- **Work to do**
Print the saved data entries below again, word for word and line for line.
## BEGIN Material for this task
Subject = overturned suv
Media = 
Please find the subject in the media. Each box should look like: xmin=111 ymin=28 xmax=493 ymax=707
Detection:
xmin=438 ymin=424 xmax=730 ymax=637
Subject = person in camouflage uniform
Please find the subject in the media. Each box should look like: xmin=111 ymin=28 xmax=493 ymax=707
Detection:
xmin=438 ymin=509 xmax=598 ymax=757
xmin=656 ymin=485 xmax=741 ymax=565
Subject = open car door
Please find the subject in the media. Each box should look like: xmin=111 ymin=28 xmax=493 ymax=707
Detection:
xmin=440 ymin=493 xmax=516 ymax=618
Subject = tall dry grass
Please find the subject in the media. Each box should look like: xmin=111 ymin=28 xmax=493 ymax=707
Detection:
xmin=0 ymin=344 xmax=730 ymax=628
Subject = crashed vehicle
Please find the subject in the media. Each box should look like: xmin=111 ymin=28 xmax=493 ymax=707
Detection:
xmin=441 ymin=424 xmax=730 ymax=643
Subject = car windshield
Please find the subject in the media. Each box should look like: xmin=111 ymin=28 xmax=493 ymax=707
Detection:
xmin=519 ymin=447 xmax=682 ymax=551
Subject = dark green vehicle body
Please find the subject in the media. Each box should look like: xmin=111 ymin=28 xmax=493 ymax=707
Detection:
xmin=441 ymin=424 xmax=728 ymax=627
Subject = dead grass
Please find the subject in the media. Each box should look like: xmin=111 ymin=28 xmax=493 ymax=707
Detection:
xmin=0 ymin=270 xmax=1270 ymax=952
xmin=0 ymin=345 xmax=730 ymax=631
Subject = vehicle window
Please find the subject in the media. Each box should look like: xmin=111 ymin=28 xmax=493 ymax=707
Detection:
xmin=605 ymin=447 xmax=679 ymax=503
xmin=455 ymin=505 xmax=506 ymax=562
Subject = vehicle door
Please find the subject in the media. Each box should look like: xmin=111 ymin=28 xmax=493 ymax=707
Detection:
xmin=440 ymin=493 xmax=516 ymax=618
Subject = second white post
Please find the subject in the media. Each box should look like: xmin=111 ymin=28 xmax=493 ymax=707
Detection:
## END Material for this task
- **Completed exercise**
Subject = overturned suv
Media = 
Please find the subject in the media. Each box should look like: xmin=111 ymin=28 xmax=493 ymax=707
Detection:
xmin=438 ymin=424 xmax=730 ymax=637
Subject = person in camouflage uniform
Please find the subject in the media. Each box should look like: xmin=111 ymin=28 xmax=493 ymax=707
Detection:
xmin=438 ymin=509 xmax=598 ymax=757
xmin=656 ymin=485 xmax=741 ymax=565
Subject = open car door
Please find the subject in the media. Each box should look like: xmin=111 ymin=28 xmax=493 ymax=707
Detection:
xmin=440 ymin=493 xmax=516 ymax=618
Subject = tall dry grass
Please find the subject in the media. Each box should look like: xmin=111 ymin=28 xmax=493 ymax=707
Detection:
xmin=0 ymin=344 xmax=730 ymax=628
Subject = crashed vehicle
Please find the subject in the media. Each box should look like: xmin=111 ymin=28 xmax=493 ymax=707
Detection:
xmin=441 ymin=424 xmax=730 ymax=643
Subject = car windshield
Please find the subject in the media. Each box should look like: xmin=111 ymin=28 xmax=493 ymax=707
Detection:
xmin=519 ymin=447 xmax=682 ymax=551
Subject = dark green vehicle body
Please find the subject in the media. Each box should look like: xmin=111 ymin=28 xmax=493 ymax=707
Detection:
xmin=441 ymin=424 xmax=728 ymax=627
Subject = dead grass
Please find the subject in the media. Each box should look like: xmin=111 ymin=28 xmax=493 ymax=707
Detection:
xmin=0 ymin=270 xmax=1270 ymax=952
xmin=0 ymin=345 xmax=730 ymax=631
Subject = vehicle window
Please find the subject in the media. Each box should look like: xmin=111 ymin=28 xmax=493 ymax=707
Detection:
xmin=605 ymin=447 xmax=679 ymax=503
xmin=455 ymin=505 xmax=506 ymax=562
Subject = vehicle door
Please find the subject in the media. Each box should look like: xmin=111 ymin=28 xmax=493 ymax=707
Detection:
xmin=440 ymin=493 xmax=516 ymax=618
Subject = second white post
Please find the subject in the media. Each box should look like: xmin=111 ymin=28 xmax=493 ymax=707
Detection:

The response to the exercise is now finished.